__WRITTEN TASK 1__
In the discovery rules text, update the passage starting at "Kenneth Vercammen &" and ending at "serve discovery requests." by swapping "contested case" for "disputed case".
__WRITTEN TASK 2__
Answer from the discovery rules text:
(a) Within how many days of receiving a notice requesting discovery must the receiving party respond?
(b) Which party pays the reasonable expenses caused by a discovery request?
(c) By when must the parties complete all discovery?

__TEXT PROVIDED__
-=-=-=-=-

Civil Court Rules and Jury Charges

Kenneth Vercammen & Associates, P.C.
2053 Woodbridge Avenue - Edison, NJ 08817

Sunday, March 25, 2012

NJAC 1:1-10.4 Time for discovery; relief from discovery; motions to compel

NJAC 1:1-10.4 Time for discovery; relief from discovery; motions to compel

(a) The parties in any contested case shall commence immediately to exchange information voluntarily, to seek access as provided by law to public documents and to exhaust other informal means of obtaining discoverable material.

(b) Parties shall immediately serve discovery requests.

(c) No later than 15 days from receipt of a notice requesting discovery, the receiving party shall provide the requested information, material or access or offer a schedule for reasonable compliance with the notice; or, in the case of a notice requesting admissions, each matter therein shall be admitted unless within the 15 days the receiving party answers, admits or denies the request or objects to it pursuant toN.J.A.C. 1:1-10.4(d).

(d) A party who wishes to object to a discovery request or to compel discovery shall, prior to the filing of any motion regarding discovery, place a telephone conference call to the judge and to all other parties no later than 10 days of receipt of the discovery request or the response to a discovery request. If a party fails without good reason to place a timely telephone call, the judge may deny that party‘s objection or decline to compel the discovery.

(e) The parties shall complete all discovery no later than 10 days before the first scheduled evidentiary hearing or by such date ordered by the judge.

NJAC 1:1-10.3 Costs of discovery

NJAC 1:1-10.3 Costs of discovery

(a) The party seeking discovery shall pay for all reasonable expenses caused by the discovery request.

(b) Where a proponent of any notice or motion for discovery or a party taking a deposition is a State agency, and the party or person from whom such discovery or deposition is sought is entitled by law to recover in connection with such case the costs thereof from others, such State agency shall not be required to pay the cost of such discovery or deposition.

-=-=-=-=-

__DATASET EXTRACT__
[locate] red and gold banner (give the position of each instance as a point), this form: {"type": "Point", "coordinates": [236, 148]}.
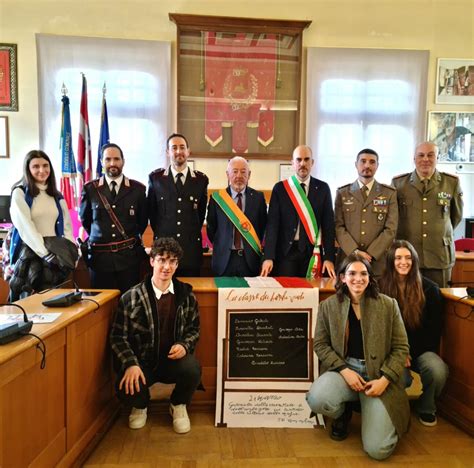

-=-=-=-=-

__TASK RESPONSE 1__
Kenneth Vercammen & Associates, P.C.
2053 Woodbridge Avenue - Edison, NJ 08817

Sunday, March 25, 2012

NJAC 1:1-10.4 Time for discovery; relief from discovery; motions to compel

NJAC 1:1-10.4 Time for discovery; relief from discovery; motions to compel

(a) The parties in any disputed case shall commence immediately to exchange information voluntarily, to seek access as provided by law to public documents and to exhaust other informal means of obtaining discoverable material.

(b) Parties shall immediately serve discovery requests.

__TASK RESPONSE 2__
(a) No later than 15 days.
(b) The party seeking discovery.
(c) No later than 10 days before the first scheduled evidentiary hearing, or by such date ordered by the judge.